Restate all of the data below word for word.

## SUPPLIED ENTRIES
++++++

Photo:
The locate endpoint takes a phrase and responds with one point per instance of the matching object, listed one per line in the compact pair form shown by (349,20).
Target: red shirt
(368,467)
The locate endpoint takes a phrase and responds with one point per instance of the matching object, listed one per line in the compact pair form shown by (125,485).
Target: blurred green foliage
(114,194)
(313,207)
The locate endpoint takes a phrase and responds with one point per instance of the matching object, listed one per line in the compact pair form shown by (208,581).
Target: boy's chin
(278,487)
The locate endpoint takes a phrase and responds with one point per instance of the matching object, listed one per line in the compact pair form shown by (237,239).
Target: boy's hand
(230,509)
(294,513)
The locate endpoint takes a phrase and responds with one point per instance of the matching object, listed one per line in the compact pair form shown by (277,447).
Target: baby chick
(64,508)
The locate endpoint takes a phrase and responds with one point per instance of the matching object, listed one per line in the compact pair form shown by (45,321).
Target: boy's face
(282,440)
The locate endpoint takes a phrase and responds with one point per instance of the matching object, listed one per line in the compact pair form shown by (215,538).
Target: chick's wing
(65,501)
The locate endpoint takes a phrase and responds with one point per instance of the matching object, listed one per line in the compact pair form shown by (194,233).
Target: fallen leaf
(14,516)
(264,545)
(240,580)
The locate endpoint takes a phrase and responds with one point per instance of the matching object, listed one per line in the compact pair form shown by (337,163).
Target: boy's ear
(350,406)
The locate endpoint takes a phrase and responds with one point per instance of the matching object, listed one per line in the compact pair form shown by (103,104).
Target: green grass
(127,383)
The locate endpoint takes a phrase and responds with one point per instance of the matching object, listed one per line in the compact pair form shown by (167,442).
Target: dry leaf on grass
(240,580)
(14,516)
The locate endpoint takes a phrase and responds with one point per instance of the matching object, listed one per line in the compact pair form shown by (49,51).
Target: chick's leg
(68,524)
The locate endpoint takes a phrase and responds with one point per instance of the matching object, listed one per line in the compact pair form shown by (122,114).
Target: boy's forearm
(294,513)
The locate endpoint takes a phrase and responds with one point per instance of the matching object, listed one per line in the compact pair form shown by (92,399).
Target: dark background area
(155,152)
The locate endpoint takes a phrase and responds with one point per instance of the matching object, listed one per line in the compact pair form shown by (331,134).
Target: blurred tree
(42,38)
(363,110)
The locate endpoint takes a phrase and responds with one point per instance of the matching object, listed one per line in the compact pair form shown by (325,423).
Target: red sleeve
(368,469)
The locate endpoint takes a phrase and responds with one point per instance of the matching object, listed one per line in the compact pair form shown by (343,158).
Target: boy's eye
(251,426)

++++++

## RESPONSE BOX
Photo:
The locate endpoint takes a phrase and responds with one point per instance of the matching object, listed one per line in the compact pair form shown by (349,20).
Target: red shirt
(368,467)
The locate endpoint takes a phrase and responds with one point per instance of the matching object, listed one per line in the compact pair form shown by (125,485).
Target: blurred green foliage
(114,194)
(313,207)
The locate endpoint takes a phrase and responds with one point per instance of the matching object, listed one per line in the compact pair form shown by (208,581).
Target: boy's chin
(278,487)
The locate endpoint takes a phrase and responds with one point per instance of the matching object, listed one per line in the compact pair form shown by (237,239).
Target: boy's hand
(230,509)
(294,513)
The locate endpoint takes a phrase and responds with one point per instance of the matching object, listed one per line in the compact pair form shown by (277,447).
Target: baby chick
(64,508)
The locate endpoint takes a phrase and responds with one point per instance of the matching object, listed one per line in the compact pair form shown by (45,321).
Target: boy's face
(282,440)
The locate endpoint takes a phrase and responds with one point per instance of the matching object, listed one per line in the compact pair form shown by (215,538).
Target: chick's wing
(65,501)
The locate endpoint takes a phrase and responds with one point per instance of the matching object, listed one per line in the compact pair form shown by (194,233).
Target: fallen leaf
(14,516)
(264,545)
(240,580)
The locate endpoint takes a phrase and responds with one point per instance of the matching object, listed one per line in the compact pair form shown by (337,163).
Target: boy's ear
(350,406)
The locate endpoint takes a phrase and responds with one point per instance of the matching object, listed one per line in the compact pair form shown by (103,104).
Target: green grass
(127,383)
The locate endpoint takes a phrase and responds with one point per instance of the matching object, listed one per line in the compact pair form shown by (167,442).
Target: dry leaf on grass
(240,580)
(14,516)
The locate endpoint takes a phrase and responds with one point per instance of the matching object, listed one per line in the compact pair form shown by (49,51).
Target: chick's leg
(68,524)
The locate endpoint takes a phrase and responds with one point per instance of the matching object, listed one per line in the compact pair form shown by (122,114).
Target: boy's forearm
(294,513)
The locate endpoint takes a phrase and responds with one point per instance of the matching object, listed one per line in the compact pair form shown by (92,399).
Target: dark background area
(155,152)
The locate endpoint takes a phrase and responds with one point per instance of the matching object, listed one per line in the compact pair form shown by (331,134).
Target: blurred tree
(42,38)
(363,110)
The locate endpoint takes a phrase and responds with one point per instance of the matching object, listed one per line in the compact pair form shown by (325,423).
Target: red sleeve
(368,469)
The locate endpoint takes a phrase and responds with one point per instance of the matching object, listed one per line in the compact pair form shown by (343,158).
Target: boy's eye
(251,426)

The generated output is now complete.